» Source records
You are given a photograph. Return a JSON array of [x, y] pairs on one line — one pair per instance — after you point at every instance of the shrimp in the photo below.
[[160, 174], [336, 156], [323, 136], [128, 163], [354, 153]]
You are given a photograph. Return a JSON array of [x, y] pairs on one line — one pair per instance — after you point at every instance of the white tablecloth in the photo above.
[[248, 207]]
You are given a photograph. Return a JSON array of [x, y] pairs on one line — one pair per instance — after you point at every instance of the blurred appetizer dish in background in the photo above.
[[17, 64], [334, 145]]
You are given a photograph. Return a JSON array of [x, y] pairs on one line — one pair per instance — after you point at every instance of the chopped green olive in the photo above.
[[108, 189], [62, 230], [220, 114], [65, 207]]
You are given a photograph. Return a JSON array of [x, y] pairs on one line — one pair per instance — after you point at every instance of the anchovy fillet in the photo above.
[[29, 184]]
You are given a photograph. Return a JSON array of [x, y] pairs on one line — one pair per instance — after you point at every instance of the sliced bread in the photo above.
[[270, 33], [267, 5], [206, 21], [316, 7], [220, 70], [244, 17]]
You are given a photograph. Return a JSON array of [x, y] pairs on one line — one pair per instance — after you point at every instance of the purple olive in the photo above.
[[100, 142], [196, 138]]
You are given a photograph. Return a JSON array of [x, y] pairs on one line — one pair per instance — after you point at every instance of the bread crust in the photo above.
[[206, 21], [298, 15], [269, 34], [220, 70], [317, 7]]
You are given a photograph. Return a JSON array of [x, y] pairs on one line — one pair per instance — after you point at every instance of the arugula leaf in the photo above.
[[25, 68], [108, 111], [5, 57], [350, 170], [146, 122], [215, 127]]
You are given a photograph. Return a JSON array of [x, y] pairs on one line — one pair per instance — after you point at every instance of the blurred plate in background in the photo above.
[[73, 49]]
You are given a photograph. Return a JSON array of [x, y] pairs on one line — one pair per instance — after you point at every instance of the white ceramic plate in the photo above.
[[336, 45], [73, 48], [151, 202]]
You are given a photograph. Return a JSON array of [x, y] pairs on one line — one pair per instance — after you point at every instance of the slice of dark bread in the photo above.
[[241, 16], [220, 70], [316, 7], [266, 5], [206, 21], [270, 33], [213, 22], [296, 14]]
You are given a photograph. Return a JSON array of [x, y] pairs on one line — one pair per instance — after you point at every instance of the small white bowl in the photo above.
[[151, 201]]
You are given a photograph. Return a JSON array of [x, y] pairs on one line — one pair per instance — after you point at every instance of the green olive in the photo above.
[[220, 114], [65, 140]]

...

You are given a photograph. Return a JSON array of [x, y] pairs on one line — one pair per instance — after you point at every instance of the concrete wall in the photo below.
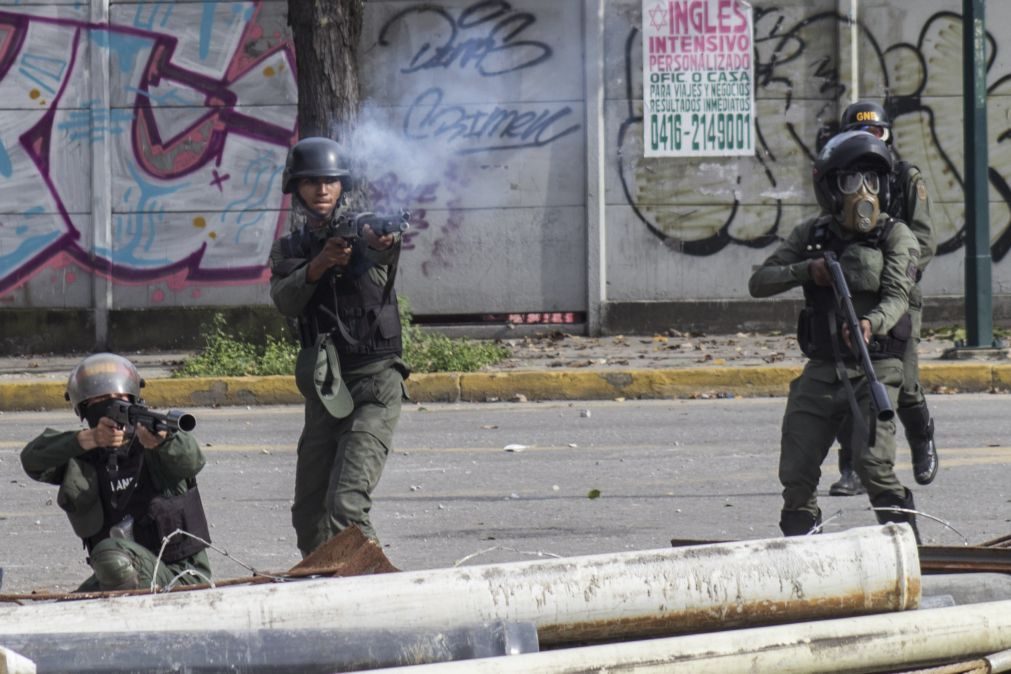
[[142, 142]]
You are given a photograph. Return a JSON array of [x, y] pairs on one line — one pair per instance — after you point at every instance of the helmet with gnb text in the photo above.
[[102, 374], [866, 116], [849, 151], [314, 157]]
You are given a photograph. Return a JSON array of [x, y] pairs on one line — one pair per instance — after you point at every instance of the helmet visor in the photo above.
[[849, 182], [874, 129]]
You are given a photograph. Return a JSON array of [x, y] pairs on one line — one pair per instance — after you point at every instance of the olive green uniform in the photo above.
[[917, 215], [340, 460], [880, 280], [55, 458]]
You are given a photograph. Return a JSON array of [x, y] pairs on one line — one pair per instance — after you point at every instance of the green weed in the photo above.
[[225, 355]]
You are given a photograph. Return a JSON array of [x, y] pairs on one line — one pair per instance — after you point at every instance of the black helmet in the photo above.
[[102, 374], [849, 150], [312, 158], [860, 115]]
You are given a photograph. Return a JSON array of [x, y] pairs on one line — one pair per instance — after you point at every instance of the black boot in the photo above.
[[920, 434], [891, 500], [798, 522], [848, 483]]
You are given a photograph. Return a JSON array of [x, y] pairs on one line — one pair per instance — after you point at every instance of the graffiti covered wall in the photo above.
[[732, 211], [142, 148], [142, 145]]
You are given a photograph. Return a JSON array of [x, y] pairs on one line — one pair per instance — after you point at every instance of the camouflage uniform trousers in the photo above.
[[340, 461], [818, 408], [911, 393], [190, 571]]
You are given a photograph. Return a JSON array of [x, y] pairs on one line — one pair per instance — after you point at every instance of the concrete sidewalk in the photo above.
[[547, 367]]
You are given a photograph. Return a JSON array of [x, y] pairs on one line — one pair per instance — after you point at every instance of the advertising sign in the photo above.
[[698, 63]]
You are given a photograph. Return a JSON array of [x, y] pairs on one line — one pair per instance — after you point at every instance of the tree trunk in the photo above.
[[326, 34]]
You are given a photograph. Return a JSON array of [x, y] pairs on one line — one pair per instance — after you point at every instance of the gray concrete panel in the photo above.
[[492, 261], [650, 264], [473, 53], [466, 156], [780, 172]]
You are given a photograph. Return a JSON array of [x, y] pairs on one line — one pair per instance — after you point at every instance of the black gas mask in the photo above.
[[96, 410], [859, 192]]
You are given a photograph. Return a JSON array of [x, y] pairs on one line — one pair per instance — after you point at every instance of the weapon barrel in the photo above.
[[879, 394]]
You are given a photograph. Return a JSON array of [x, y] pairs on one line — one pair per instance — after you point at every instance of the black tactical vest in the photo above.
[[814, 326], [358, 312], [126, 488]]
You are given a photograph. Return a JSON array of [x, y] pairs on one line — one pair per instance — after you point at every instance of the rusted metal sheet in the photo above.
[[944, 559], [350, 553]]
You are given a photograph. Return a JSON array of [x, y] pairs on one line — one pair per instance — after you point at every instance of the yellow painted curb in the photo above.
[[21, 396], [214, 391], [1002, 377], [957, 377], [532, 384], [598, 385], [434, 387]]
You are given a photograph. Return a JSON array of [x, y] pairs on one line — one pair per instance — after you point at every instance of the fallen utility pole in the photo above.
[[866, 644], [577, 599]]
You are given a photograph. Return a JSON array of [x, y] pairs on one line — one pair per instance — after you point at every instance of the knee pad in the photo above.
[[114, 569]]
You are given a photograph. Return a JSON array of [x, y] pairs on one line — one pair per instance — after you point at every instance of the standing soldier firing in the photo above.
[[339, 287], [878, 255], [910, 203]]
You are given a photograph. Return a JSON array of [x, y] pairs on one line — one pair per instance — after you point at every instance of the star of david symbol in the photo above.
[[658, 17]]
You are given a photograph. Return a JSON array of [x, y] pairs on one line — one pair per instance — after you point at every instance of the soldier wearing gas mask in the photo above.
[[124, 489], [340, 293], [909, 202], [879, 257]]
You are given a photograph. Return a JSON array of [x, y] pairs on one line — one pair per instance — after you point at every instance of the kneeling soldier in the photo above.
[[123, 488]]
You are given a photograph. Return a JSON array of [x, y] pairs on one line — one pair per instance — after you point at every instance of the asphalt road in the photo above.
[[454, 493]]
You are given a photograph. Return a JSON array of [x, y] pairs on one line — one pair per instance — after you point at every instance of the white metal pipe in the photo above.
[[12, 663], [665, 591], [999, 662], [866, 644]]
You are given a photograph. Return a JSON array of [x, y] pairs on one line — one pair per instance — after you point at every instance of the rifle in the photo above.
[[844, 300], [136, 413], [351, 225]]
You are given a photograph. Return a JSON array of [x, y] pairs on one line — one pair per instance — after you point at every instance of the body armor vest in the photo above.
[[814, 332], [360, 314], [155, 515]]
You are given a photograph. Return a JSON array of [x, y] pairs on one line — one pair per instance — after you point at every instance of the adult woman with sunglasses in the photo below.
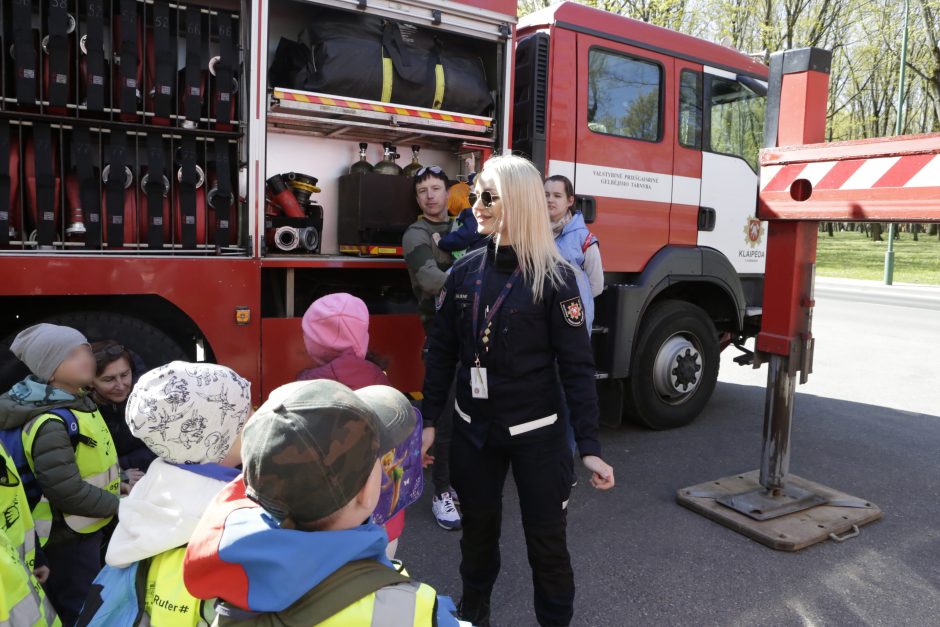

» Work to be completed
Please reproduce the part of the records that opens with the line containing "bowl in the photo above." and closes with the line containing "[[220, 114], [65, 140]]", with the requests included and every coordinate in the answers raised by 139. Return only those lines.

» Problem solution
You are given a photograph. Return a JSON array of [x, y] pairs on one line — one pair per instance — after you point at every instance of the small white bowl in the photo above.
[[290, 340]]
You are given a photograph. Return a JSON array of [x, y] pairs on one line — one pair per instance — after you point at every instance of the green olive in the photo above.
[[359, 253], [204, 279]]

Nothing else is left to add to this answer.